PROBLEM DETAILS: Word for word, write the lines below out again, with no pictures.

+ + + + + + +

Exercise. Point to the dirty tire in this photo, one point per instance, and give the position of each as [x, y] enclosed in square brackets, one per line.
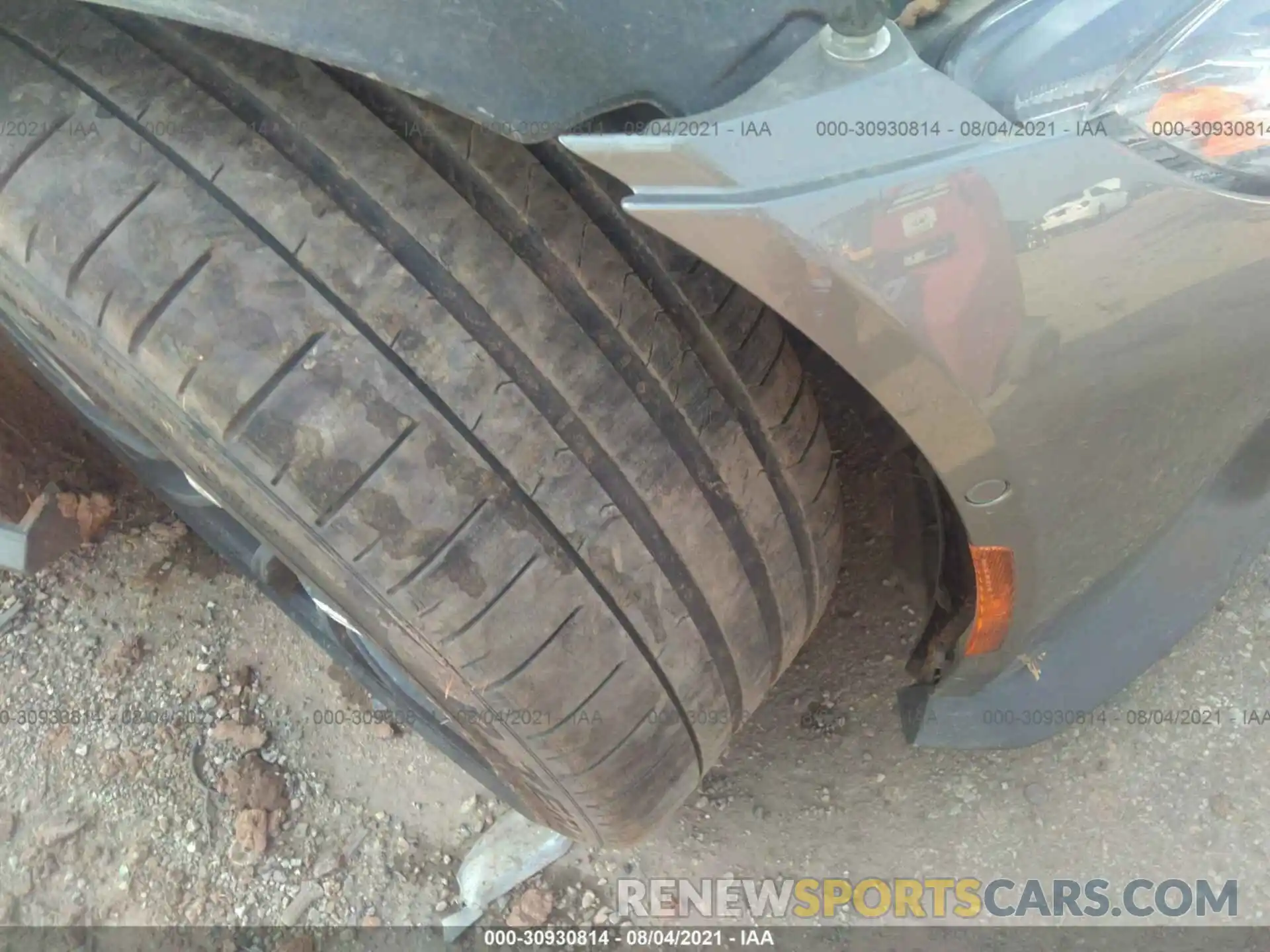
[571, 481]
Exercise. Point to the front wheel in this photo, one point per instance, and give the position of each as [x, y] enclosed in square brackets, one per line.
[567, 484]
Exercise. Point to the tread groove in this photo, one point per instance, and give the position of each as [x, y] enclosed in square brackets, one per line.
[432, 556]
[189, 379]
[244, 414]
[618, 746]
[511, 676]
[87, 254]
[582, 703]
[690, 321]
[38, 141]
[364, 210]
[347, 495]
[146, 28]
[794, 403]
[777, 360]
[630, 367]
[486, 608]
[106, 302]
[151, 317]
[31, 243]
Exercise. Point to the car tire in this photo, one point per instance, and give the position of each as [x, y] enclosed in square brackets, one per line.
[572, 484]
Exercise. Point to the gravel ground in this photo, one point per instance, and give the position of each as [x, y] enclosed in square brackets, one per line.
[177, 770]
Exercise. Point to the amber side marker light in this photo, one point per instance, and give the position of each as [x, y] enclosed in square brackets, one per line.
[994, 598]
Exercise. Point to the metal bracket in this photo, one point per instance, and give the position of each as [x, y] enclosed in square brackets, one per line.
[44, 535]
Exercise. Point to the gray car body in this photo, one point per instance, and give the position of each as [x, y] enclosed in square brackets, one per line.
[1134, 447]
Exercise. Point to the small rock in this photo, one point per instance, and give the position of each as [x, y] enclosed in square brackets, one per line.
[206, 683]
[1222, 807]
[531, 909]
[122, 656]
[309, 894]
[59, 829]
[1035, 793]
[241, 677]
[240, 735]
[252, 783]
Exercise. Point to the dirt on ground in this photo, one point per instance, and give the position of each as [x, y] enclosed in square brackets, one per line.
[177, 752]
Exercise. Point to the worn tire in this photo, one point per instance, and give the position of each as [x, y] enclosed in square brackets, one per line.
[572, 481]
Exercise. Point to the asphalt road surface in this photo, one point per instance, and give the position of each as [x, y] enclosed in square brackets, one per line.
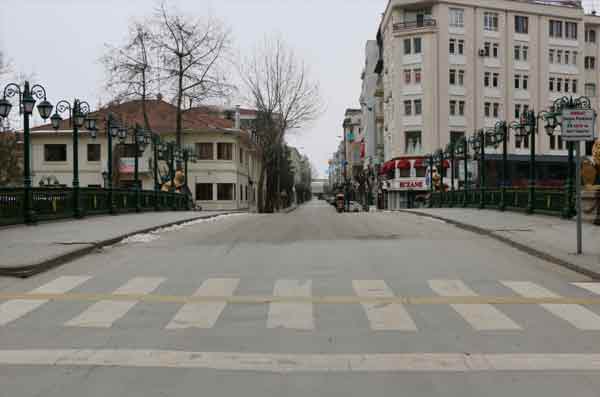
[311, 303]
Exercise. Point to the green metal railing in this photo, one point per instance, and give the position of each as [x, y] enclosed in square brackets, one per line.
[549, 201]
[52, 204]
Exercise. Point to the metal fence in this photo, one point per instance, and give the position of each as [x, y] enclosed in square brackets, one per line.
[52, 203]
[551, 201]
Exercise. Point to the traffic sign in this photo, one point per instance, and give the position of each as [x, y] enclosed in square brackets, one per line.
[578, 125]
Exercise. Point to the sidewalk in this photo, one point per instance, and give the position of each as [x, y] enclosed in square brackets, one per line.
[28, 250]
[549, 238]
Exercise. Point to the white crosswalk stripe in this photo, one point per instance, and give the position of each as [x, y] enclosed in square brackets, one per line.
[290, 315]
[577, 315]
[17, 308]
[204, 315]
[383, 317]
[104, 313]
[482, 317]
[592, 287]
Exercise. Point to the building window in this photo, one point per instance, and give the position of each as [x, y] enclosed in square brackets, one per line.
[225, 191]
[590, 36]
[590, 62]
[204, 151]
[571, 30]
[417, 45]
[521, 24]
[452, 77]
[204, 191]
[457, 17]
[417, 73]
[94, 152]
[490, 21]
[55, 152]
[407, 108]
[413, 142]
[555, 29]
[407, 46]
[418, 107]
[224, 151]
[590, 89]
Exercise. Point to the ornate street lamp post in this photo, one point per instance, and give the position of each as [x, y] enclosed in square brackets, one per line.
[112, 132]
[27, 99]
[477, 142]
[78, 117]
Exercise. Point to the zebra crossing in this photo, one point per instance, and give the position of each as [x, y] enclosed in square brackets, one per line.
[382, 308]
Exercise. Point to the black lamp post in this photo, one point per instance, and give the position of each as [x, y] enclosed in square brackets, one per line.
[553, 119]
[78, 117]
[478, 144]
[27, 99]
[497, 136]
[112, 132]
[462, 151]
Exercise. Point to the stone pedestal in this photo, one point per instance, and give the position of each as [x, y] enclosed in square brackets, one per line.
[590, 204]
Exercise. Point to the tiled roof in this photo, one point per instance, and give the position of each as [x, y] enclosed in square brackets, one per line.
[162, 117]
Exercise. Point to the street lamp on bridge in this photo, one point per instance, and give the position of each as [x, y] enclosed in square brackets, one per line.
[27, 99]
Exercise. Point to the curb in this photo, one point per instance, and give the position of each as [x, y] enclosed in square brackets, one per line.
[31, 270]
[521, 247]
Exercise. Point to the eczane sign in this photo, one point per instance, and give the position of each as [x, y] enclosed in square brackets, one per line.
[578, 125]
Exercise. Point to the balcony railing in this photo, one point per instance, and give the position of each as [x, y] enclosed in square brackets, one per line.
[418, 24]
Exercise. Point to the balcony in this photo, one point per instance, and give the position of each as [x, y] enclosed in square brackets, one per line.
[415, 25]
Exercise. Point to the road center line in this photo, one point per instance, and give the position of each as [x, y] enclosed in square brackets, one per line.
[299, 363]
[334, 300]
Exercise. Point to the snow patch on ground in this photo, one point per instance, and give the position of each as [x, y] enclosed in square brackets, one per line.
[154, 235]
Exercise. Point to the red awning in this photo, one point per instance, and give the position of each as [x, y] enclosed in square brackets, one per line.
[419, 163]
[403, 165]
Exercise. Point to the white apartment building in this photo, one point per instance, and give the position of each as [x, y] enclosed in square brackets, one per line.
[225, 175]
[450, 67]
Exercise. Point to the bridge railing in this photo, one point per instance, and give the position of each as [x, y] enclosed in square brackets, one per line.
[58, 203]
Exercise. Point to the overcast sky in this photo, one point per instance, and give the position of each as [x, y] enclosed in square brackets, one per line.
[60, 41]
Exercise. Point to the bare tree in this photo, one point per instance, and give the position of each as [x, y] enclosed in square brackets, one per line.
[192, 59]
[130, 70]
[279, 86]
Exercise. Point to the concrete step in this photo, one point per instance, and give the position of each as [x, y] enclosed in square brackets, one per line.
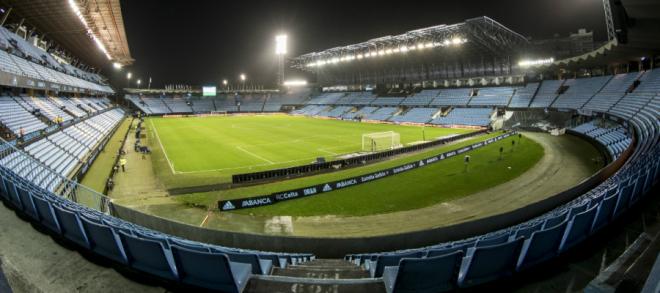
[319, 273]
[270, 284]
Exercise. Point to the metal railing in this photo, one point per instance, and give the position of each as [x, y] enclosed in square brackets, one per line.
[24, 165]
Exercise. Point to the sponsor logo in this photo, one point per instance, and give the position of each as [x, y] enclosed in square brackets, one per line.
[228, 206]
[373, 176]
[256, 202]
[309, 191]
[349, 182]
[287, 195]
[327, 188]
[403, 168]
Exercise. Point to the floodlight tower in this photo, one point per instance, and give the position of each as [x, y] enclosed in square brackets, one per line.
[280, 52]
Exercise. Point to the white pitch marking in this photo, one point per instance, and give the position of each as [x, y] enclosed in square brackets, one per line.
[162, 147]
[255, 155]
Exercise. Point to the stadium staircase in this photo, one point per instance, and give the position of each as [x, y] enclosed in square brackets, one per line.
[319, 275]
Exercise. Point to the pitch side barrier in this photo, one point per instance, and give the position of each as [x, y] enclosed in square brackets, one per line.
[358, 160]
[257, 201]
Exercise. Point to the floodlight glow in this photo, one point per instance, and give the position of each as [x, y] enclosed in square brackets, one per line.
[280, 45]
[292, 83]
[538, 62]
[77, 12]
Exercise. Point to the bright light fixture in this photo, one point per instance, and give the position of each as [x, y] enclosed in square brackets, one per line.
[538, 62]
[77, 12]
[280, 45]
[295, 82]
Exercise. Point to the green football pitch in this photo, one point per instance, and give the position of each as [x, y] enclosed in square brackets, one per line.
[240, 144]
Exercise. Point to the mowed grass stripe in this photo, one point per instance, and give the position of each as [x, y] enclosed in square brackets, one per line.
[231, 143]
[414, 189]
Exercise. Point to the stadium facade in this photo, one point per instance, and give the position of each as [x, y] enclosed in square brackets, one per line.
[57, 118]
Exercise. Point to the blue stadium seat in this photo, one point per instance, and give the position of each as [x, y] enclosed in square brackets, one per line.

+ + + + + + +

ANSWER TO THIS PROBLEM:
Exercise. Point to the dirty tire in this photo, one point per instance, and give the position of each as [x, y] enclosed in square brackets, one per line.
[571, 481]
Exercise. Point to the front wheel in this photo, one point per instance, and give the position of each as [x, y] enclosed in square brackets, one per line.
[567, 484]
Exercise. Point to the tread groove in this photo, one point per instance, and give the position of each as [x, y] enclosed in square brackets, one per line.
[432, 556]
[189, 379]
[244, 414]
[618, 746]
[511, 676]
[87, 254]
[582, 703]
[690, 321]
[38, 141]
[364, 210]
[347, 495]
[146, 28]
[794, 403]
[777, 360]
[630, 367]
[486, 608]
[106, 302]
[151, 317]
[31, 243]
Exercise. Point to the car tire in this photo, one point per instance, and give the position of each as [x, y] enclosed in square brackets, one per line.
[572, 484]
Exercise. Point to the gravel ground in this photo, one point per instance, and give the position of each as [x, y] enclosed in square brackets, one per line.
[177, 770]
Exercise. Point to the amber side marker light in this photo, one point per instance, and give the position of each as [x, y] enclosed in square brackets, one per line.
[994, 598]
Exercise. Point to the metal bracket in this photo, one point per instance, and give the position of each as [x, y] enclosed in square brackets, one per line.
[44, 535]
Exercise. Point to the gray car body in this photo, one point per instance, and give the position of each as [x, y] enclosed in square brackets, one per line.
[1134, 447]
Exercise. Point to the small rock in this photo, one point per instance, and give the position of each as [x, y] enclosed in square brackets, one per line.
[206, 683]
[1222, 807]
[531, 909]
[122, 656]
[309, 894]
[59, 829]
[1035, 793]
[241, 677]
[240, 735]
[252, 783]
Exercise. Point to the dirt on ground in this photo, one point per instance, and give the position of each as [x, y] enclosed in square brackets, one per line.
[177, 752]
Exercise. Point to the worn tire in this photo, one point per instance, and give the position of each as [x, y] enclosed in square brackets, one per line.
[572, 481]
Exercise. Point to the asphalt road surface in this photo, one point per instance, and give the position of each as [x, y] enclosed in square brackets, one per line.
[311, 303]
Exercise. Point to the green metal railing in this photo, one point per instance, and give the position of each as [x, y] enclosed in square brackets, one per line.
[549, 201]
[52, 204]
Exercise. Point to the metal fence in this photo, one point per instance, and give the position of each as [x, y] enclosed in square brackets, one per line.
[52, 203]
[551, 201]
Exercise. Point to the traffic sign in this photo, one point per instance, and give the position of each as [x, y] enclosed in square brackets, one per line.
[578, 125]
Exercise. Point to the sidewalk in this photo, one point per instance, and give the position of each as [x, y] enclosed in square brackets, one per line.
[28, 250]
[549, 238]
Exercise. Point to the white crosswalk stripe in this photo, one point per instance, and give the position of each as [x, y] enclosed in square brackets, one per line.
[290, 315]
[577, 315]
[17, 308]
[204, 315]
[383, 317]
[104, 313]
[482, 317]
[592, 287]
Exercise. Point to the building window in this photo, one point per instance, and give the position of each as [x, y] enclosed in square brackets, one per line.
[225, 191]
[590, 36]
[590, 62]
[204, 151]
[571, 30]
[417, 45]
[521, 24]
[452, 77]
[204, 191]
[457, 17]
[417, 73]
[94, 152]
[490, 21]
[55, 152]
[407, 108]
[413, 142]
[555, 29]
[407, 46]
[418, 107]
[224, 151]
[590, 89]
Exercise. Point to the ornate street lamp post in this photo, one point per instance, and give the position of each as [x, y] enclosed in square brackets, one per line.
[112, 132]
[27, 99]
[477, 142]
[78, 117]
Exercise. Point to the zebra crossing in this photo, one point per instance, and give the position of each as [x, y] enclosed in square brackets, one per line.
[382, 308]
Exercise. Point to the black lamp post in this photo, one point per instance, and give the position of each as [x, y] enclosed in square brackets, one per line.
[553, 119]
[78, 117]
[478, 144]
[27, 99]
[497, 136]
[112, 132]
[462, 151]
Exercise. Point to the stone pedestal in this photo, one point per instance, and give the position of each as [x, y] enclosed in square brackets, one per line.
[590, 204]
Exercise. Point to the tiled roof in this photo, one point per instance, and give the position of each as [x, y] enclosed in square brackets, one per line.
[162, 117]
Exercise. Point to the street lamp on bridge in this photo, one point per instance, and give the position of each as [x, y] enclosed in square brackets, one per line.
[27, 99]
Exercise. Point to the curb in this photo, one point per instance, and give the position of each as [x, y] enclosed in square brackets, one per line.
[31, 270]
[521, 247]
Exercise. Point to the eczane sign in this photo, one point per instance, and give the position of each as [x, y] enclosed in square brackets, one per line.
[578, 125]
Exercise. Point to the balcony railing in this photo, one point per instance, and give the position of each as [x, y] enclosed in square brackets, one per line.
[418, 24]
Exercise. Point to the balcony in this photo, one point per instance, and give the position of each as [x, y] enclosed in square brackets, one per line.
[415, 25]
Exercise. Point to the road center line in this photo, one point per instance, and give the position of each as [x, y] enclosed in square brackets, one per line.
[299, 363]
[334, 300]
Exercise. Point to the snow patch on ground in this photo, one point per instance, and give the position of each as [x, y] enclosed in square brackets, one per line.
[154, 235]
Exercise. Point to the red awning in this photo, one point per instance, and give the position of each as [x, y] enclosed in square brackets, one per line.
[419, 163]
[403, 165]
Exercise. Point to the white apartment building in this photo, one point per instance, and give the position of each as [x, y] enclosed in square brackets, one per line.
[225, 175]
[450, 67]
Exercise. Point to the bridge railing in this photo, one point per instance, and give the position of each as [x, y] enclosed in square brackets, one per line.
[58, 203]
Exercise. Point to the overcast sky in this photo, one point per instance, and give the position of each as [x, y] enclosed in square brackets, one per line.
[60, 41]
Exercise. Point to the bare tree in this photo, one point per instance, and give the position of each as [x, y] enclosed in square brackets, one per line.
[192, 59]
[130, 70]
[279, 86]
Exercise. Point to the concrete step in this photo, one point per instance, and give the position of each as [x, y] enclosed in square brackets, one per line.
[319, 273]
[270, 284]
Exercise. Point to the metal railing in this photo, one point per instance, and give the position of each as [x, y] enclosed in square brackets, one per line.
[24, 165]
Exercise. Point to the sponsor logo in this photo, one point per instance, and give the position of each as [x, y] enclosed in square brackets, one per line.
[228, 206]
[373, 176]
[256, 202]
[309, 191]
[349, 182]
[287, 195]
[327, 188]
[403, 168]
Exercise. Point to the floodlight tower in this photo, one point per instance, and give the position of each as [x, y] enclosed in square brackets, one per line.
[280, 52]
Exercise. Point to the white pitch marking in this photo, one point per instance, and give the position of each as [x, y] enclosed in square brackets, one per line.
[162, 147]
[255, 155]
Exercise. Point to the stadium staircase in this photo, one point per instance, and give the position of each as [x, y] enclosed in square brackets, one per line.
[319, 275]
Exercise. Point to the pitch side barrier in this photo, one point per instance, and give the position of each as [x, y] enclosed in square brackets, one per line.
[358, 160]
[257, 201]
Exercise. Point to the floodlight glow in this photo, one point per instance, and give the position of each as [x, y] enclosed in square brackets, one per line.
[280, 45]
[292, 83]
[538, 62]
[77, 12]
Exercise. Point to the bright light fixture in this photo, one point per instance, and give the position of each as [x, y] enclosed in square brackets, one per line.
[538, 62]
[77, 12]
[280, 45]
[295, 82]
Exercise. Point to the green football pitch in this photo, one point per instance, and give the position of each as [x, y] enclosed in square brackets, one per line.
[240, 144]
Exercise. Point to the mowed grass stripe in this photo, one point per instance, and give the position of each as [x, y] enclosed in square brackets, one per line.
[231, 143]
[414, 189]
Exercise. Point to the stadium facade in this photo, one point per instance, and give the position of each as [x, y] enclosed in square brackets, one per line.
[57, 118]
Exercise. Point to the blue stadium seat in this photo, one point per instance, and give the position of each as [x, y] enclosed in square brackets, one per line.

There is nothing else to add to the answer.